### [FRAGMENTO]
+ + + +

La adrenalina durante los cinco días de trabajo fue constante, sobre todo cuando cada una de ellas se internaban en un derrumbe. Paulina cuenta que ayer, en medio del apuntalamiento de una casa –que consiste en poner pilares de madera para evitar que se venga abajo en medio del trabajo de rescate-, hubo una réplica.
-Uno no lo piensa dos veces antes de salir arrancando: el corazón nos queda en la boca. Nos da susto igual que a toda la gente, pero con la diferencia de que somos nosotros los bomberos, es como un juego de valores. Sentir miedo es humano, el tema es manejarlo. Pero aquí, paradójicamente, en medio de la muerte y el riesgo de muerte, me siento más viva que nunca.
Sin embargo, el mayor momento de tensión se produjo el miércoles en la tarde, cuando desde la Onemi les llegó la orden de evacuar Pelluhue por una alerta de tsunami que venía desde la Octava Región.
-Fueron los cinco minutos más largos de mi vida- recuerda Paulina.

+ + + +

### [MATERIAL]

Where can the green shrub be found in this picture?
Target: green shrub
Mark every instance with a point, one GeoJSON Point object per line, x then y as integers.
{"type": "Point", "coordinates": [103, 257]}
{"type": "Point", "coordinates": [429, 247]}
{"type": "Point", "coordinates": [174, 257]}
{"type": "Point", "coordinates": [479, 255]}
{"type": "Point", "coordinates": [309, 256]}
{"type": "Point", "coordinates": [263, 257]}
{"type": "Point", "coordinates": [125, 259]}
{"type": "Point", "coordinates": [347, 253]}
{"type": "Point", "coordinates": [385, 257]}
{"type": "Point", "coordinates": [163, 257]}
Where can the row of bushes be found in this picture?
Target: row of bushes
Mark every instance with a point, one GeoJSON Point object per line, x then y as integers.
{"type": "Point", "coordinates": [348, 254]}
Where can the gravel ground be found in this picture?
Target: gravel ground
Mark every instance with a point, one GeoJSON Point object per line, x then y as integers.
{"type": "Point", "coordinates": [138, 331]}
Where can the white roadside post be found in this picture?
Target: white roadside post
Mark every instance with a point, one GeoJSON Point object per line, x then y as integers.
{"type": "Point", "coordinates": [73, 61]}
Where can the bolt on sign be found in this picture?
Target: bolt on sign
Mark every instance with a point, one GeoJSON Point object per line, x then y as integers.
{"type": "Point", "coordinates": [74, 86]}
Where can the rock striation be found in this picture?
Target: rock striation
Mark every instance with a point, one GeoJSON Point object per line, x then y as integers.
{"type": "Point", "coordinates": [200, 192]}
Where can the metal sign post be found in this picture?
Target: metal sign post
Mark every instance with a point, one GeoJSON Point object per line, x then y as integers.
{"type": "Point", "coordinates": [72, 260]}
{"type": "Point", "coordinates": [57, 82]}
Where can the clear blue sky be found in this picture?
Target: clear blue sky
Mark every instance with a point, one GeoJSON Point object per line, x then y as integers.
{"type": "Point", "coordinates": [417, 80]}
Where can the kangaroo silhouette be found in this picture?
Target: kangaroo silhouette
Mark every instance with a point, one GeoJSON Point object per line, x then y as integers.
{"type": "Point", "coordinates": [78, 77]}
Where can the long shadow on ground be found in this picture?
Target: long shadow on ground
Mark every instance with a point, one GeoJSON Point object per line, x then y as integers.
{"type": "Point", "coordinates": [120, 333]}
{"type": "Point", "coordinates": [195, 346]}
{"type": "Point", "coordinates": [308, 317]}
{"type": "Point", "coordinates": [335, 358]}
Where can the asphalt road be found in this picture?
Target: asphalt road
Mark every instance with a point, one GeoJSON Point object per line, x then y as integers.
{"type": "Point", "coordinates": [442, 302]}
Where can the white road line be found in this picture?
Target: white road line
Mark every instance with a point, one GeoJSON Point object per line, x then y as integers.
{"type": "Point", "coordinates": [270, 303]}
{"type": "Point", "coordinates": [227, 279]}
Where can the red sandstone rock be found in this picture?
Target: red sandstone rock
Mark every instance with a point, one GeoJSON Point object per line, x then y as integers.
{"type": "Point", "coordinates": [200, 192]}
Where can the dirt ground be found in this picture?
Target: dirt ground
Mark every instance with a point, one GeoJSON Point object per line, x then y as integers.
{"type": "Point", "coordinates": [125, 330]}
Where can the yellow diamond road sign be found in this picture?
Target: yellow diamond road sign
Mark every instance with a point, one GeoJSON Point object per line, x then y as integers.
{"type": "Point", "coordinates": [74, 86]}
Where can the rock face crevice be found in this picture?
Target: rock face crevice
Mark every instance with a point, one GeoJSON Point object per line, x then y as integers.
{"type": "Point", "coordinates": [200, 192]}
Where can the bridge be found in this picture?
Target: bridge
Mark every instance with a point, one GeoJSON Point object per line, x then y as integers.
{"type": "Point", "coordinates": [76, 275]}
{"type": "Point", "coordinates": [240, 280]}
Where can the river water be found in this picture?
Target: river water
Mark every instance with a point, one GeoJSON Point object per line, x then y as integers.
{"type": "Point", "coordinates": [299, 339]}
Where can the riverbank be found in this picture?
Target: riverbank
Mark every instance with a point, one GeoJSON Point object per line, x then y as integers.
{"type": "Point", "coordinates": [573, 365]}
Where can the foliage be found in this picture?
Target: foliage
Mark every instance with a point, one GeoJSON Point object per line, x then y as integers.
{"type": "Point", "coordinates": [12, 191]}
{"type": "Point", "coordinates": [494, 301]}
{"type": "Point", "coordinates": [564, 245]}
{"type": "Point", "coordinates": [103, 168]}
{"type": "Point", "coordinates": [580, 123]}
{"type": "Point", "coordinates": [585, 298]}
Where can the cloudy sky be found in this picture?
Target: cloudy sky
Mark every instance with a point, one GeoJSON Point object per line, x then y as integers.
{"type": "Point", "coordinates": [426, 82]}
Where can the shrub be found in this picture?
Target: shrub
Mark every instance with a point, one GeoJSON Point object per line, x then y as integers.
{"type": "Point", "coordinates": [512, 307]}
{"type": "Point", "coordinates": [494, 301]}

+ + + +

### [LO QUE SE PIDE]
Según el fragmento, ¿por qué llegó la orden de evacuar Pelluhue?

### [RESPUESTA ESPERADA]
Por una alerta de tsunami que venía desde la Octava Región.